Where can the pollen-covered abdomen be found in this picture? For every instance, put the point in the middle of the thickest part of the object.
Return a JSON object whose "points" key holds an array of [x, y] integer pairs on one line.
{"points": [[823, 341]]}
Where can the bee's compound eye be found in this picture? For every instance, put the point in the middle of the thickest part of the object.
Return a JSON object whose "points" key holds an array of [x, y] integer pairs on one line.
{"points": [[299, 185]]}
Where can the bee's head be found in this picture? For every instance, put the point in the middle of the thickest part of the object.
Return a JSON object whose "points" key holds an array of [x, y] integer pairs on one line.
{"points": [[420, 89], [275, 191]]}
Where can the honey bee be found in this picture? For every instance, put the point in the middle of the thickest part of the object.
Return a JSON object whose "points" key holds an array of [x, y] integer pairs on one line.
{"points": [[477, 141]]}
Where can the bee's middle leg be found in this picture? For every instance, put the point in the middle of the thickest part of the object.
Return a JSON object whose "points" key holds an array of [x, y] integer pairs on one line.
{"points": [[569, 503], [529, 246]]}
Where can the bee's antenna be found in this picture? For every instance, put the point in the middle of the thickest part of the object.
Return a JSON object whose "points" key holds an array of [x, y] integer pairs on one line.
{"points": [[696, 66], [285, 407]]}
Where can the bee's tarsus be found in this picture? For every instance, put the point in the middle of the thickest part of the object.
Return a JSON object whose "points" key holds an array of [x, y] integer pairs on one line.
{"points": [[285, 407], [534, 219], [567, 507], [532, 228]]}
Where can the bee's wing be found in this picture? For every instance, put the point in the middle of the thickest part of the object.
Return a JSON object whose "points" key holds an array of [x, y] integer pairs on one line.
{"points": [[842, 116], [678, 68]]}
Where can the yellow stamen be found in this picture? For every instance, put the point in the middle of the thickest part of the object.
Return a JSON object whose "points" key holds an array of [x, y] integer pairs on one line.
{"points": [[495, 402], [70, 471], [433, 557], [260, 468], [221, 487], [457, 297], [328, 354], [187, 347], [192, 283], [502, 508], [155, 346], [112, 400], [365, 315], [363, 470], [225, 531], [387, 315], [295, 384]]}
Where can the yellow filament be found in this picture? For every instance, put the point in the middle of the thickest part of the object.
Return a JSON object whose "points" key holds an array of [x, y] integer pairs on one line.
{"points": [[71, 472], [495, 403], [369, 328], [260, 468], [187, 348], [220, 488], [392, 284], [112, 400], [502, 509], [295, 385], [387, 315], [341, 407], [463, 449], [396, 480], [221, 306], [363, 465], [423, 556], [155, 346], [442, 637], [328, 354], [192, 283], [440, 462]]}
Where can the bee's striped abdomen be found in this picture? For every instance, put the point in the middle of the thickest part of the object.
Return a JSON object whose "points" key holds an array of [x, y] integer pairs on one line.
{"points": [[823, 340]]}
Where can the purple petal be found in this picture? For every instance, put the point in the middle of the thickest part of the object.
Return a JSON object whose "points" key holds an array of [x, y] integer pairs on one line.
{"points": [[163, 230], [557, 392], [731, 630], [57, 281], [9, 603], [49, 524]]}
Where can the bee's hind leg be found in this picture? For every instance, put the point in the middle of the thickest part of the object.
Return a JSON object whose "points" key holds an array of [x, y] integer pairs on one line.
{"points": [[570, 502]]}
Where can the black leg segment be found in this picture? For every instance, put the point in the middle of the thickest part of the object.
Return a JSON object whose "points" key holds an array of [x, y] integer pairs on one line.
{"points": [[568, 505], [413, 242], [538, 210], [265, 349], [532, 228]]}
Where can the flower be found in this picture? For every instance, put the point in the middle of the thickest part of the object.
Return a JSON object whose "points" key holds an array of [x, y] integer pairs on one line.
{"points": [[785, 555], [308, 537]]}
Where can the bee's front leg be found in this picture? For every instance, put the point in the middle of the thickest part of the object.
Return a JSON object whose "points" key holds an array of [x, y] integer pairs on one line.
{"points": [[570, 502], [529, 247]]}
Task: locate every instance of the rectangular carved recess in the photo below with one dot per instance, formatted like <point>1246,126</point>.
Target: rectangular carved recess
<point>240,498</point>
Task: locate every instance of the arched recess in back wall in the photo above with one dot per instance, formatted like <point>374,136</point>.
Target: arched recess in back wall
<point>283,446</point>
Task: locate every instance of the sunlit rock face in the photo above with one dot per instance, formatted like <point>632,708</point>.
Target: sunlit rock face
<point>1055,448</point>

________________________________________

=== Work to be completed ===
Beginning at the top of the entries above, output each line exactly, and end with the line in which "Where can the honey" appears.

=== Your response ===
Where can the pollen-covered abdomen be found in this picture? For every instance, put the point in the middle of the thickest part of the object.
Return a JSON object whose "points" key holds an array of [x, y] integer pairs on one line.
{"points": [[823, 341]]}
Where can the bee's compound eye be found in this picture? For every instance, put the point in the middle of the thickest part of the object.
Return a JSON object whose "points" key holds an array of [x, y] integer pairs on one line.
{"points": [[299, 185]]}
Where can the bee's head be found in this picture? For every instance, put the point in the middle of the thickest part of the object.
Return a JSON object whose "points" key holds an array of [x, y] integer pairs on one line.
{"points": [[420, 89], [275, 191]]}
Where can the honey bee be found in this picture? For every instance, put the point in the middle of the thickest part of the object.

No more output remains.